#### EXERCISE DETAILS
Give back the entire listing verbatim.

#### DATA SHOWN

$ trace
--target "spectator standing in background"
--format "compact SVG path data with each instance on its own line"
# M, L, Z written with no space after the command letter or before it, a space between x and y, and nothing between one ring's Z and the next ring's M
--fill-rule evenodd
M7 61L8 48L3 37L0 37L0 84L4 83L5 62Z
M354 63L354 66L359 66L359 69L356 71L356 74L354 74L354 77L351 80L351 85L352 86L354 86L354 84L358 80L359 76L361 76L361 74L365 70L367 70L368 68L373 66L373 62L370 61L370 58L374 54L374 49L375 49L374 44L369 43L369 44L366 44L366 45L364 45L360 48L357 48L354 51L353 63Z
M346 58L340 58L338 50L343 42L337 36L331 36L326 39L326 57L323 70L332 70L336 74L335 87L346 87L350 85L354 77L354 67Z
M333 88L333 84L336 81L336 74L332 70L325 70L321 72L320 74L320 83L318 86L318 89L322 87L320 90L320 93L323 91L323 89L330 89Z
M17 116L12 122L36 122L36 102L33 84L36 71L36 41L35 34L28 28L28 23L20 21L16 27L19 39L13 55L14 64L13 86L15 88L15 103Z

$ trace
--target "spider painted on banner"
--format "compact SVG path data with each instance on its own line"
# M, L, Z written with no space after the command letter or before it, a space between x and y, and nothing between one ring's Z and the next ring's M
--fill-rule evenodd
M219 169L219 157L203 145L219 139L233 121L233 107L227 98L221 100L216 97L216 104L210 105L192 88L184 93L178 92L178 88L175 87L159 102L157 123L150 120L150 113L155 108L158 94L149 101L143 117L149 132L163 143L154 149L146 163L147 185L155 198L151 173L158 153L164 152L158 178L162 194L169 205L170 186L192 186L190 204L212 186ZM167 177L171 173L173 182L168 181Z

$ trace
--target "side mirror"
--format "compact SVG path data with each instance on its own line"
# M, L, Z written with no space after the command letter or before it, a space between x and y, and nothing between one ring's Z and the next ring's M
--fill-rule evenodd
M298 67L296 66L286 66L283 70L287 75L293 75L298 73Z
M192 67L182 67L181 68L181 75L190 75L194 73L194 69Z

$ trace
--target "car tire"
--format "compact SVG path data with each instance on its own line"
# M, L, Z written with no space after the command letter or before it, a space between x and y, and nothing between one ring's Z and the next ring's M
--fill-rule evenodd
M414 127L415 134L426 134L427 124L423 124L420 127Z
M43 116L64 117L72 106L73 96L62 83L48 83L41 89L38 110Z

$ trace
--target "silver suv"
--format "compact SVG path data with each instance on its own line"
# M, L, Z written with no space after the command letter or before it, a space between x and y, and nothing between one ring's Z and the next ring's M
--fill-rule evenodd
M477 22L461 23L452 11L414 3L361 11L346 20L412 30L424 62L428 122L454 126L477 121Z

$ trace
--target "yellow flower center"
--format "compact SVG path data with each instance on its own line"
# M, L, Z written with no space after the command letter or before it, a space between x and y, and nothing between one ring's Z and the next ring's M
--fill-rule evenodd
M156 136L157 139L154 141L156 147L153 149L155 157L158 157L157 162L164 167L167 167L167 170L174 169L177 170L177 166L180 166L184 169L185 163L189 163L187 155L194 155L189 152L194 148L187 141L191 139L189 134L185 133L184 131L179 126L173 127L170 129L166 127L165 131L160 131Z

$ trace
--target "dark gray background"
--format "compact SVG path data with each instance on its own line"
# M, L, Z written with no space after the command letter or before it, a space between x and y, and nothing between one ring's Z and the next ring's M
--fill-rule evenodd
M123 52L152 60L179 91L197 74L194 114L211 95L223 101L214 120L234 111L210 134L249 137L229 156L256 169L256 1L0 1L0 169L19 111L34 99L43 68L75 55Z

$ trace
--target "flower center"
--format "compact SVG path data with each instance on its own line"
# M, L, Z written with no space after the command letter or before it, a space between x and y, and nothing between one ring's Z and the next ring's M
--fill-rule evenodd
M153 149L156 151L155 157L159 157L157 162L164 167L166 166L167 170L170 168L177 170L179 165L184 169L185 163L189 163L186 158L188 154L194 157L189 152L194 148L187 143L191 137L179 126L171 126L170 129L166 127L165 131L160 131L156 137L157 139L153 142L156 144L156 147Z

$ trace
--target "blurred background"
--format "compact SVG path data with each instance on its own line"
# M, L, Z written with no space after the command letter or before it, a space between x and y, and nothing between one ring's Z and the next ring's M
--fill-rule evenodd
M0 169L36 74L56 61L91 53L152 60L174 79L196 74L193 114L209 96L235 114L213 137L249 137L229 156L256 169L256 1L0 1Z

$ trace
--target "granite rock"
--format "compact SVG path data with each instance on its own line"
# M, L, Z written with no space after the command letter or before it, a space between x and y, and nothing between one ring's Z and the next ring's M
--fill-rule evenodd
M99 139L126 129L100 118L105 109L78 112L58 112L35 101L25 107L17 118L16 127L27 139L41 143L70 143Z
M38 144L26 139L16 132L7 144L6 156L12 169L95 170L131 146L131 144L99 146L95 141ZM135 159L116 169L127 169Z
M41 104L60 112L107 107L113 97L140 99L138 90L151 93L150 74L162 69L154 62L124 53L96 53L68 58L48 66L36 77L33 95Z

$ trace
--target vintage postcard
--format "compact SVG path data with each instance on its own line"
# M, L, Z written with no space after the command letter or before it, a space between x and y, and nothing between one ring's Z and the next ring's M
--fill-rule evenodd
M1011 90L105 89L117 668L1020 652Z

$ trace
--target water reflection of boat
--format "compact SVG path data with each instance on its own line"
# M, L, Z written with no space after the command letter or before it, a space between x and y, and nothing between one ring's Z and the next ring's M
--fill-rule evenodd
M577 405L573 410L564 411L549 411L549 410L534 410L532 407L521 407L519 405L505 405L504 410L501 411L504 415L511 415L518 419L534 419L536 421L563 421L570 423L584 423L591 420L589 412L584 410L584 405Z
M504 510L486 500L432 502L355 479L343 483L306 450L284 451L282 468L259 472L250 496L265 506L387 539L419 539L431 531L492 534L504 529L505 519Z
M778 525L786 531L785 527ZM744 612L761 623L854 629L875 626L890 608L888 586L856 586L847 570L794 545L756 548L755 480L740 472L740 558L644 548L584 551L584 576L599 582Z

#### EXERCISE RESPONSE
$ trace
--target "spectator standing in background"
--format "compact SVG path data with each instance on its own line"
# M, L, Z written with no space after the command letter or before it, a space between x and y, and nothing between one ring's Z and the next ring's M
--fill-rule evenodd
M7 61L8 48L3 37L0 37L0 84L4 83L5 62Z
M354 63L354 66L359 66L359 69L356 71L356 74L354 74L354 77L351 80L351 85L352 86L354 86L354 84L358 80L359 76L361 76L361 74L365 70L367 70L368 68L373 66L373 62L370 61L370 58L374 54L374 49L375 49L374 44L369 43L369 44L366 44L366 45L364 45L360 48L357 48L354 51L353 63Z
M346 58L340 58L338 50L343 42L337 36L331 36L326 39L326 57L323 70L332 70L336 74L335 87L346 87L350 85L354 77L354 67Z
M333 88L333 84L336 81L336 74L332 70L325 70L321 72L320 74L320 83L318 86L318 89L322 87L320 90L320 93L323 91L323 89L330 89Z
M17 116L12 122L36 122L36 102L33 84L36 71L36 41L35 34L28 28L28 23L20 21L16 27L19 39L13 55L14 64L13 86L15 88L15 103Z

$ trace
--target "spider painted on banner"
--format "compact SVG path data with each instance on its own line"
# M, L, Z written with no space after the command letter or before it, a space between x and y, and nothing between one ring's Z and the next ring's M
--fill-rule evenodd
M219 169L219 157L203 145L219 139L233 121L233 107L227 98L221 100L216 97L216 104L210 105L192 88L184 93L178 92L178 88L175 87L159 102L157 123L150 120L150 113L155 108L158 94L149 101L143 117L149 132L163 143L154 149L146 163L147 185L155 198L151 173L158 153L164 152L158 178L162 194L169 205L170 186L192 186L190 204L212 186ZM167 177L171 173L173 182L168 181Z

$ trace
--target "side mirror"
--format "compact SVG path data with each instance on its own line"
# M, L, Z written with no space after the command letter or before it, a space between x and y, and nothing between one ring's Z and the next ring's M
--fill-rule evenodd
M298 67L296 66L286 66L283 70L287 75L293 75L298 73Z
M192 67L182 67L181 68L181 75L190 75L194 73L194 69Z

$ trace
--target "car tire"
--format "compact SVG path data with each instance on its own line"
# M, L, Z written with no space after the command letter or before it, a space between x and y, and nothing between one ring's Z and the next ring's M
--fill-rule evenodd
M414 127L415 134L426 134L427 124L423 124L420 127Z
M43 116L64 117L72 106L73 96L62 83L48 83L41 89L38 110Z

$ trace
--target "silver suv"
--format "compact SVG path data with each instance on its own line"
# M, L, Z written with no space after the command letter or before it, a space between x and y, and nothing between one ring's Z and the next ring's M
--fill-rule evenodd
M477 22L461 23L452 11L414 3L361 11L346 20L412 30L424 62L428 122L454 126L477 121Z

$ trace
--target "yellow flower center"
--format "compact SVG path data with each instance on its own line"
# M, L, Z written with no space after the command letter or before it, a space between x and y, and nothing between one ring's Z and the next ring's M
--fill-rule evenodd
M156 136L157 139L154 141L156 147L153 149L155 157L158 157L157 162L164 167L167 167L167 170L174 169L177 170L177 166L180 166L184 169L185 163L189 163L187 155L194 155L189 152L194 148L187 141L191 139L189 134L185 133L184 131L179 126L173 127L170 129L166 127L165 131L160 131Z

$ trace
--target "dark gray background"
--format "compact SVG path data with each instance on its own line"
# M, L, Z written with no space after the command letter or before it, a space between x and y, and nothing between one ring's Z and the next ring's M
--fill-rule evenodd
M123 52L152 60L179 91L197 74L194 114L211 95L223 101L214 120L234 111L210 134L249 137L229 156L256 169L256 1L0 1L0 169L19 111L34 99L43 68L75 55Z

$ trace
--target "flower center"
--format "compact SVG path data with each instance on its own line"
# M, L, Z written with no space after the command letter or before it, a space between x and y, and nothing between one ring's Z and the next ring's M
--fill-rule evenodd
M153 149L156 151L155 157L159 157L157 162L164 167L166 166L167 170L170 168L177 170L179 165L184 169L185 163L189 163L186 158L188 154L194 157L189 152L194 148L187 143L191 137L179 126L171 126L170 129L166 127L165 131L160 131L156 137L157 139L153 142L156 144L156 147Z

$ trace
--target "blurred background"
--format "compact SVG path data with each instance on its own line"
# M, L, Z written with no space after the command letter or before it, a space between x and y, and nothing between one ring's Z and the next ring's M
--fill-rule evenodd
M0 169L36 74L56 61L91 53L152 60L174 79L196 74L193 114L209 96L235 114L213 137L249 137L229 156L256 169L256 1L0 1Z

$ trace
--target "granite rock"
--format "compact SVG path data with each instance on its own line"
# M, L, Z written with no space after the command letter or before it, a space between x and y, and nothing between one ring's Z and the next ring's M
--fill-rule evenodd
M99 139L126 129L100 118L105 109L78 112L58 112L35 101L25 107L17 118L16 127L27 139L41 143L70 143Z
M38 144L26 139L16 132L7 144L6 156L12 169L95 170L131 146L131 144L99 146L95 141ZM135 159L116 169L127 169Z
M41 104L60 112L107 107L113 97L140 99L138 90L151 93L150 74L162 69L154 62L124 53L96 53L68 58L48 66L36 77L33 95Z

$ trace
--target vintage postcard
--format "compact SVG path data with each instance on its own line"
# M, L, Z written with no space after the command letter or before it, a space between x and y, and nothing between one ring's Z and the next ring's M
--fill-rule evenodd
M1011 90L105 89L117 668L1020 652Z

$ trace
--target water reflection of boat
--format "compact SVG path data with each instance on its own line"
# M, L, Z written with no space after the command letter or before it, a space between x and y, and nothing between one ring's Z and the next ring's M
--fill-rule evenodd
M577 405L573 410L564 411L549 411L549 410L534 410L532 407L521 407L519 405L505 405L504 410L501 411L504 415L511 415L518 419L534 419L536 421L563 421L570 423L584 423L591 420L589 412L584 410L584 405Z
M504 510L486 500L432 502L355 479L343 483L306 450L284 451L282 468L259 472L250 496L265 506L387 539L419 539L431 531L492 534L504 529L505 519Z
M778 525L786 531L785 527ZM744 612L761 623L854 629L875 626L890 608L888 586L856 586L847 570L794 545L756 548L755 480L740 472L740 558L644 548L584 551L584 576L599 582Z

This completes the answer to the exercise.